What to work on :: Pull every line with "front" from the data.

Records for processing ::
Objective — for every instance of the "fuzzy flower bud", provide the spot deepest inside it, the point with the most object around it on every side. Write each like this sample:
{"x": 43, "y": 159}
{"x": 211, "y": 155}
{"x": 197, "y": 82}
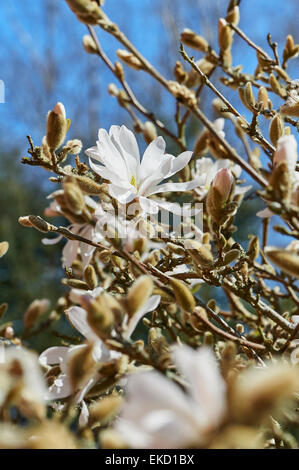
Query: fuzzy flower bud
{"x": 3, "y": 248}
{"x": 56, "y": 126}
{"x": 35, "y": 311}
{"x": 191, "y": 39}
{"x": 286, "y": 151}
{"x": 89, "y": 44}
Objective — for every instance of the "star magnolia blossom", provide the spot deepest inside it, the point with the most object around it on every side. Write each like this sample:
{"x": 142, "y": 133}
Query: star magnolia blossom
{"x": 61, "y": 355}
{"x": 158, "y": 414}
{"x": 132, "y": 179}
{"x": 209, "y": 168}
{"x": 34, "y": 387}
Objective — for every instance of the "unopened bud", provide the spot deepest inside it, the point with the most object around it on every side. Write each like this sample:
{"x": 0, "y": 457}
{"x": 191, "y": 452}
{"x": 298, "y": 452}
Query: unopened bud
{"x": 263, "y": 97}
{"x": 80, "y": 366}
{"x": 149, "y": 132}
{"x": 90, "y": 277}
{"x": 200, "y": 254}
{"x": 104, "y": 410}
{"x": 73, "y": 147}
{"x": 35, "y": 310}
{"x": 39, "y": 223}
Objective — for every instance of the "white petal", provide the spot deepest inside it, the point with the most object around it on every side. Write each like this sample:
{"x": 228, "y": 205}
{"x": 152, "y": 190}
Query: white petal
{"x": 152, "y": 157}
{"x": 180, "y": 162}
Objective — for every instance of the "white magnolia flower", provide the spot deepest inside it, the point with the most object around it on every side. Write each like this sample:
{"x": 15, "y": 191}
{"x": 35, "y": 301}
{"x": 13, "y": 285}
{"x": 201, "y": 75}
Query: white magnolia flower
{"x": 132, "y": 179}
{"x": 61, "y": 355}
{"x": 34, "y": 387}
{"x": 73, "y": 247}
{"x": 158, "y": 414}
{"x": 209, "y": 168}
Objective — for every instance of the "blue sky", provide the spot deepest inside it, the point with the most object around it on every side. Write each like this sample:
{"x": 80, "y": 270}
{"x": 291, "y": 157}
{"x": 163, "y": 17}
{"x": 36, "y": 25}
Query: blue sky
{"x": 41, "y": 39}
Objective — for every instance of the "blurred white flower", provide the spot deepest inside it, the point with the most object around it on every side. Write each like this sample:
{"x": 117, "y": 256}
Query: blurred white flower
{"x": 158, "y": 414}
{"x": 209, "y": 168}
{"x": 132, "y": 179}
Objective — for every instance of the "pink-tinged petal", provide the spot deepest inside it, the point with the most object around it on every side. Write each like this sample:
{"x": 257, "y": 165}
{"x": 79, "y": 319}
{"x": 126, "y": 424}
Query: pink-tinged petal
{"x": 123, "y": 195}
{"x": 152, "y": 157}
{"x": 207, "y": 386}
{"x": 148, "y": 205}
{"x": 93, "y": 152}
{"x": 176, "y": 187}
{"x": 155, "y": 177}
{"x": 150, "y": 305}
{"x": 78, "y": 318}
{"x": 53, "y": 356}
{"x": 177, "y": 209}
{"x": 156, "y": 414}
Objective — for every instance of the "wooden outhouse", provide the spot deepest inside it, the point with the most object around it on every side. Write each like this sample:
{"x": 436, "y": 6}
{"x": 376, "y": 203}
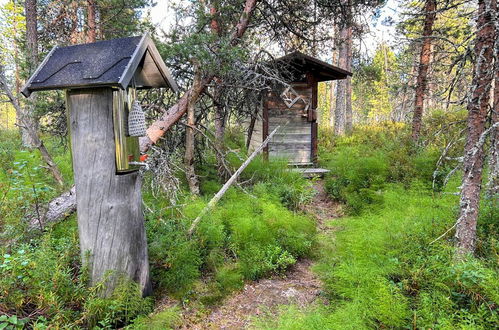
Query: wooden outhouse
{"x": 294, "y": 109}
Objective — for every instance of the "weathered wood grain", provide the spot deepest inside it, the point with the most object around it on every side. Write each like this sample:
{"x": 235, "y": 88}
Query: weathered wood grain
{"x": 110, "y": 219}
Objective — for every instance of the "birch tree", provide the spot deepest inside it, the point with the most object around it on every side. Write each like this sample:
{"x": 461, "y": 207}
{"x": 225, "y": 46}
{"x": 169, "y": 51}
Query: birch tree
{"x": 478, "y": 105}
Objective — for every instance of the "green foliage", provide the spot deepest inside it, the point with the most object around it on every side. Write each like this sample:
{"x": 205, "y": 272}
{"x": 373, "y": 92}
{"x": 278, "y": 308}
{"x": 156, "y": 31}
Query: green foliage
{"x": 244, "y": 237}
{"x": 124, "y": 305}
{"x": 12, "y": 322}
{"x": 24, "y": 182}
{"x": 45, "y": 279}
{"x": 383, "y": 270}
{"x": 168, "y": 318}
{"x": 372, "y": 156}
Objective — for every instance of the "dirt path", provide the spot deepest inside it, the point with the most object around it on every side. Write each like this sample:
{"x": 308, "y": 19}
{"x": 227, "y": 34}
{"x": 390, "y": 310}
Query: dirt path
{"x": 299, "y": 286}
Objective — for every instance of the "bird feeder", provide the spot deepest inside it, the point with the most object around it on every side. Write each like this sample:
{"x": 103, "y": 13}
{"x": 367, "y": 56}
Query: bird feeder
{"x": 122, "y": 65}
{"x": 105, "y": 120}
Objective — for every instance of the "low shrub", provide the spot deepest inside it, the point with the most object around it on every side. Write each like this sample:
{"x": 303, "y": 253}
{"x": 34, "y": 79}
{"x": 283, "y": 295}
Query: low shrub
{"x": 244, "y": 237}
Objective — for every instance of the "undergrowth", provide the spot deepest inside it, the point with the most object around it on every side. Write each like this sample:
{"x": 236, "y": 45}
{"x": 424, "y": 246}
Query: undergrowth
{"x": 255, "y": 231}
{"x": 384, "y": 266}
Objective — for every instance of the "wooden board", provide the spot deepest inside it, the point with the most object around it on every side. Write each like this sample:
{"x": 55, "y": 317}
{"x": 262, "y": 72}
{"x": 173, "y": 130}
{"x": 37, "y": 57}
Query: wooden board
{"x": 294, "y": 139}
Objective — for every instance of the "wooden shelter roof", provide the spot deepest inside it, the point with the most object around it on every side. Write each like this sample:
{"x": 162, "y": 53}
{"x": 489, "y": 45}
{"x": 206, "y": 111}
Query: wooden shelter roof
{"x": 117, "y": 62}
{"x": 299, "y": 63}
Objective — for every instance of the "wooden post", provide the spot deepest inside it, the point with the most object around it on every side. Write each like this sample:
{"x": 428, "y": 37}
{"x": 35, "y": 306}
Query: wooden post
{"x": 110, "y": 219}
{"x": 312, "y": 117}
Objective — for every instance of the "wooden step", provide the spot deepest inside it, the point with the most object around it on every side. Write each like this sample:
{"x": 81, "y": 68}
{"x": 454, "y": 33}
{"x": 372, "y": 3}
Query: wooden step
{"x": 311, "y": 172}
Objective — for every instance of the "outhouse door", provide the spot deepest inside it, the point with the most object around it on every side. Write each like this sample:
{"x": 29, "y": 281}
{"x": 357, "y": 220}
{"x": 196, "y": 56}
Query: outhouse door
{"x": 292, "y": 110}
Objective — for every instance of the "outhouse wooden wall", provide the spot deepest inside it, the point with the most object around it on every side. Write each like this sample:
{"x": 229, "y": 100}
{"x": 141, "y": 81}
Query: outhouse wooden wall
{"x": 296, "y": 139}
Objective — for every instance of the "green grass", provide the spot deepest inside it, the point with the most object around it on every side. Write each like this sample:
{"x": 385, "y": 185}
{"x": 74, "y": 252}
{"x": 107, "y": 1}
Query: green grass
{"x": 383, "y": 270}
{"x": 382, "y": 267}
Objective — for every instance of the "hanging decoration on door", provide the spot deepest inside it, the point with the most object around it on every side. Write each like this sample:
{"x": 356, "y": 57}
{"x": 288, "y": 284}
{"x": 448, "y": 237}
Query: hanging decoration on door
{"x": 290, "y": 97}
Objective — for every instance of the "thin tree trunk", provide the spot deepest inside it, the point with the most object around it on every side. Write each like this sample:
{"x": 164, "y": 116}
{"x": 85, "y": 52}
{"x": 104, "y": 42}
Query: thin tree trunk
{"x": 424, "y": 62}
{"x": 348, "y": 67}
{"x": 478, "y": 102}
{"x": 170, "y": 117}
{"x": 229, "y": 182}
{"x": 190, "y": 139}
{"x": 37, "y": 143}
{"x": 173, "y": 114}
{"x": 341, "y": 86}
{"x": 493, "y": 183}
{"x": 28, "y": 115}
{"x": 220, "y": 123}
{"x": 92, "y": 26}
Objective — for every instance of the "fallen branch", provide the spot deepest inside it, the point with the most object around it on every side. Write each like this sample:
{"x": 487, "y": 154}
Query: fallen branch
{"x": 58, "y": 209}
{"x": 229, "y": 182}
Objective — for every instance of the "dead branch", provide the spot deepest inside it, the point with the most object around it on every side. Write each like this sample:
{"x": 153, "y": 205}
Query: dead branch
{"x": 229, "y": 182}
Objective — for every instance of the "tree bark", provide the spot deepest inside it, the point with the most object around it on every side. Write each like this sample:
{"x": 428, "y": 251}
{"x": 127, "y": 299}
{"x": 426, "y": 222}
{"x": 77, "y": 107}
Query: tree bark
{"x": 348, "y": 67}
{"x": 37, "y": 143}
{"x": 341, "y": 87}
{"x": 478, "y": 102}
{"x": 190, "y": 139}
{"x": 58, "y": 209}
{"x": 110, "y": 219}
{"x": 220, "y": 122}
{"x": 424, "y": 63}
{"x": 348, "y": 83}
{"x": 229, "y": 182}
{"x": 92, "y": 26}
{"x": 493, "y": 183}
{"x": 170, "y": 117}
{"x": 28, "y": 119}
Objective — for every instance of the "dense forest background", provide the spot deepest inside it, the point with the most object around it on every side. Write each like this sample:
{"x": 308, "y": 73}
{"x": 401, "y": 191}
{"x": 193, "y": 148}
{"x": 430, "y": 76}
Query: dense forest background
{"x": 411, "y": 142}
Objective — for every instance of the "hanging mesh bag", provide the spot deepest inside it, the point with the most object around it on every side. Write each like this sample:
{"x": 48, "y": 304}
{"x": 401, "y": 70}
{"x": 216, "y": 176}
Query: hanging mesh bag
{"x": 136, "y": 120}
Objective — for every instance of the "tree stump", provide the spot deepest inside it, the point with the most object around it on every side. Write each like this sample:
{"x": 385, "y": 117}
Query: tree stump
{"x": 109, "y": 206}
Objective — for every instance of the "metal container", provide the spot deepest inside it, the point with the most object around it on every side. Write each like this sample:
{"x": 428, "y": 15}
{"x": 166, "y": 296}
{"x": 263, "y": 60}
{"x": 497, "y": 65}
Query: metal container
{"x": 127, "y": 147}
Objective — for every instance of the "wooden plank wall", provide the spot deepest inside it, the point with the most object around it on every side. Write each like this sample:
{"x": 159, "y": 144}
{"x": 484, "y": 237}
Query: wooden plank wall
{"x": 294, "y": 140}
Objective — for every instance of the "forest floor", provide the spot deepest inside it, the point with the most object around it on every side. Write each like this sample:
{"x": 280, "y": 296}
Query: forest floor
{"x": 299, "y": 286}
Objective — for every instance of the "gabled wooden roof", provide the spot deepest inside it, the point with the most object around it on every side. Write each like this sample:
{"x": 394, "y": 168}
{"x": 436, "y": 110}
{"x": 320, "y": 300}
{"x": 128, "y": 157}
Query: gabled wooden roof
{"x": 124, "y": 62}
{"x": 300, "y": 63}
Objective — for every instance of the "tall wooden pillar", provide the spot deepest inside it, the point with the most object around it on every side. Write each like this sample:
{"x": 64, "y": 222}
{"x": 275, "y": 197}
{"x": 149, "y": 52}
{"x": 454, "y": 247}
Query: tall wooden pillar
{"x": 109, "y": 206}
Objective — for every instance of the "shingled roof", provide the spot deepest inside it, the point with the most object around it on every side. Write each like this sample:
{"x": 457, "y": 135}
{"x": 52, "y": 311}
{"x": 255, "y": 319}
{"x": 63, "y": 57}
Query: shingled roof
{"x": 299, "y": 63}
{"x": 118, "y": 62}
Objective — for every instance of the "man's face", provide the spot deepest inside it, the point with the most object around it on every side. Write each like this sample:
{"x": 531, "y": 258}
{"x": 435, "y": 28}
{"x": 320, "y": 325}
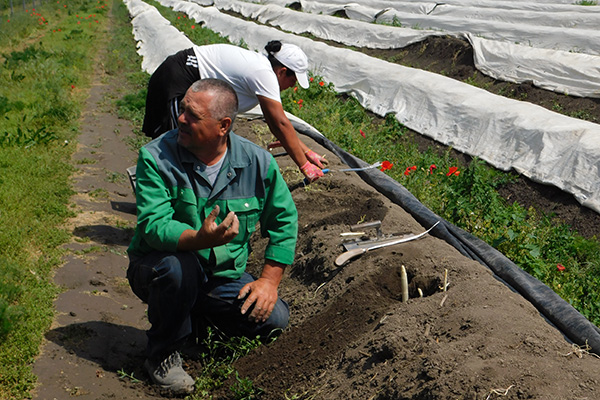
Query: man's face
{"x": 198, "y": 130}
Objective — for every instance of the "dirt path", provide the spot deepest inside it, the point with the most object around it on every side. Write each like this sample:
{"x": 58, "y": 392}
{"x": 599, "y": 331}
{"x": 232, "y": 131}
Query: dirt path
{"x": 99, "y": 325}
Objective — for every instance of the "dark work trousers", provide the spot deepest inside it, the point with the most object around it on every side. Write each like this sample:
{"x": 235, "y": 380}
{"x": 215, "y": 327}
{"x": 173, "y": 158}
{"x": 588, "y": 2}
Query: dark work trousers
{"x": 177, "y": 290}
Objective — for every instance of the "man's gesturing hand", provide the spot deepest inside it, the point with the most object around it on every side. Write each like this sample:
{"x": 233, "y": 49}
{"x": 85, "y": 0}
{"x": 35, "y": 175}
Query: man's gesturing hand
{"x": 216, "y": 235}
{"x": 210, "y": 234}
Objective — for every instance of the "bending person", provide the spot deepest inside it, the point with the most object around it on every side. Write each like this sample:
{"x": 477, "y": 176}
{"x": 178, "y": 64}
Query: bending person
{"x": 257, "y": 79}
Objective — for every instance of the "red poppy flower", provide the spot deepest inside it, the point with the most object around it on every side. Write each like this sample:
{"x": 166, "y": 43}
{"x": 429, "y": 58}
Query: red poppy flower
{"x": 386, "y": 165}
{"x": 453, "y": 171}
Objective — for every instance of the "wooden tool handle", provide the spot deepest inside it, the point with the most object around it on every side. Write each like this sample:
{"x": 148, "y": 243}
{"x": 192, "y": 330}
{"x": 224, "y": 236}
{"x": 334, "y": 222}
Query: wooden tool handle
{"x": 348, "y": 255}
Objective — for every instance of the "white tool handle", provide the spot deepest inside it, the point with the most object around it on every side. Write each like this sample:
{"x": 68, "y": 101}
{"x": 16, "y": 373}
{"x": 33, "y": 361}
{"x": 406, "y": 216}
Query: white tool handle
{"x": 350, "y": 254}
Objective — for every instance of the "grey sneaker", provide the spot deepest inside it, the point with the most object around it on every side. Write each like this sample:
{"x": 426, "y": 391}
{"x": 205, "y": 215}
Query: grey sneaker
{"x": 169, "y": 374}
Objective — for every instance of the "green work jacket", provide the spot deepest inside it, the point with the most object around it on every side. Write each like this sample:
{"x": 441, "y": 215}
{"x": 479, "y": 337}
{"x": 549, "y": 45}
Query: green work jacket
{"x": 173, "y": 195}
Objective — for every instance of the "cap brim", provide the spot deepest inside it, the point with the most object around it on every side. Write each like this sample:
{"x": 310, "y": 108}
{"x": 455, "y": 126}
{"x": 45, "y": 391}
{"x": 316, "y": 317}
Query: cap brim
{"x": 302, "y": 78}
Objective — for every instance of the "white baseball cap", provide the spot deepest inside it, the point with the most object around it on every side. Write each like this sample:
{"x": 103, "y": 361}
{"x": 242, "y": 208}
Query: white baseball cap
{"x": 292, "y": 57}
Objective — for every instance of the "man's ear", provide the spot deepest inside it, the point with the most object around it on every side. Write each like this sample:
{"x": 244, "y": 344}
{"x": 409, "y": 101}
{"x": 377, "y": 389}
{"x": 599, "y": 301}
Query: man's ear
{"x": 224, "y": 125}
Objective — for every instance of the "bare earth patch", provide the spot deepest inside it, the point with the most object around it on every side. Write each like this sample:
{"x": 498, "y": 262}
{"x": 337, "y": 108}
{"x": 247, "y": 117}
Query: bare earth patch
{"x": 350, "y": 336}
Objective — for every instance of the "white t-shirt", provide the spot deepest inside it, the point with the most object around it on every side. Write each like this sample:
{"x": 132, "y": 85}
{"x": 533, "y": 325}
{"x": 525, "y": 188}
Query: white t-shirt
{"x": 250, "y": 73}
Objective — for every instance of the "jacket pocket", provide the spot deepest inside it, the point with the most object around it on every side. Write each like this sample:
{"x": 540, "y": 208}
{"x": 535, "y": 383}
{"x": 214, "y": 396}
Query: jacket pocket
{"x": 248, "y": 213}
{"x": 185, "y": 208}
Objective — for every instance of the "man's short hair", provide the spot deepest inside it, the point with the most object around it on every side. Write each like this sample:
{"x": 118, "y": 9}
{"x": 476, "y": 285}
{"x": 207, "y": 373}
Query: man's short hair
{"x": 225, "y": 101}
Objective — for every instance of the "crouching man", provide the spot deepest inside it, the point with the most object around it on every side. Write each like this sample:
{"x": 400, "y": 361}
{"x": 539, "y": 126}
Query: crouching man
{"x": 201, "y": 190}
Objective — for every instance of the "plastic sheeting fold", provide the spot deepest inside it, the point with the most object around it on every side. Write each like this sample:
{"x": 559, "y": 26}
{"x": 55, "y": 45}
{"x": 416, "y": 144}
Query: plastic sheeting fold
{"x": 544, "y": 146}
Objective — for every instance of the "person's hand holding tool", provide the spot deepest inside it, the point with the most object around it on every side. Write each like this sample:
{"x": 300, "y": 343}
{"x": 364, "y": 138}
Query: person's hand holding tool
{"x": 319, "y": 161}
{"x": 311, "y": 171}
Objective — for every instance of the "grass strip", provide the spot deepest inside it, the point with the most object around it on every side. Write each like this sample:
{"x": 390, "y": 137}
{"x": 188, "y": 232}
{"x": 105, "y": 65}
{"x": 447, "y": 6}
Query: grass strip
{"x": 46, "y": 65}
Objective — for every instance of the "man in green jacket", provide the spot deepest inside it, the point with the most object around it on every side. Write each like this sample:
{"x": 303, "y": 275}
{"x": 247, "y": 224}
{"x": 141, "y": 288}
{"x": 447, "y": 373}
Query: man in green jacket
{"x": 200, "y": 192}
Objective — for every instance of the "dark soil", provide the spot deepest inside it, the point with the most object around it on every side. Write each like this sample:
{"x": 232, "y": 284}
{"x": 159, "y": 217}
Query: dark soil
{"x": 350, "y": 335}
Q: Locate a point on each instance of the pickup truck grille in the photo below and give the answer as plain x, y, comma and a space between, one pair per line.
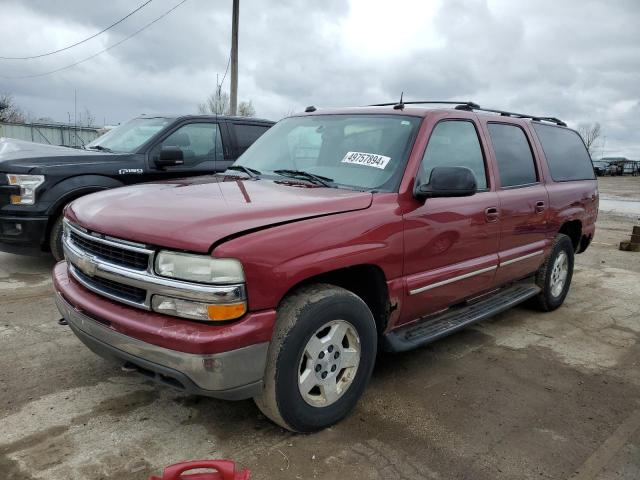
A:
110, 252
114, 289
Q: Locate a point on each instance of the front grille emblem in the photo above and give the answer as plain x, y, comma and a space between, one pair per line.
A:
87, 265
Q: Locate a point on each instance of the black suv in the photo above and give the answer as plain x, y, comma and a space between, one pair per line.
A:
37, 181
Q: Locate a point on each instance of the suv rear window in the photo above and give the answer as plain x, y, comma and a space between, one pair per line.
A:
513, 155
566, 154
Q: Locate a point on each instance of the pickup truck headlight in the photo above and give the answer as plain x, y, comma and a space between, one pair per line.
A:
28, 185
199, 268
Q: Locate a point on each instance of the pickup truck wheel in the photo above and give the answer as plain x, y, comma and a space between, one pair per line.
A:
554, 276
320, 359
55, 240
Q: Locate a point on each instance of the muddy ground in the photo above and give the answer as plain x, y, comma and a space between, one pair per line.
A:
525, 395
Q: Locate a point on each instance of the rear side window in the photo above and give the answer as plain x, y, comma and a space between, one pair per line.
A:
566, 154
247, 134
454, 143
513, 155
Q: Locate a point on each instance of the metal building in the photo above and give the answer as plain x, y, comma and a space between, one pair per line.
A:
50, 133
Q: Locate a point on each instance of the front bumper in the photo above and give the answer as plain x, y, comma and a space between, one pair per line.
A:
22, 235
233, 375
221, 361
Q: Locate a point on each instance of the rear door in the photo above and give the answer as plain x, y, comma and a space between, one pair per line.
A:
245, 133
451, 244
523, 201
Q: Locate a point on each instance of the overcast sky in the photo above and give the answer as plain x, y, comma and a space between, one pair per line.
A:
578, 60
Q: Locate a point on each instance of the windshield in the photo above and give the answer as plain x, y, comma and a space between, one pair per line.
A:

Output ::
Q: Locate a point on each instance of the front grille emblem in the photo above and give the answer as plain x, y, comma and a space between, one pair per line.
Q: Locate a point on each instance of the front bumper in the photo above and give the answer as plain x, y, comma and a space between, one pair per line.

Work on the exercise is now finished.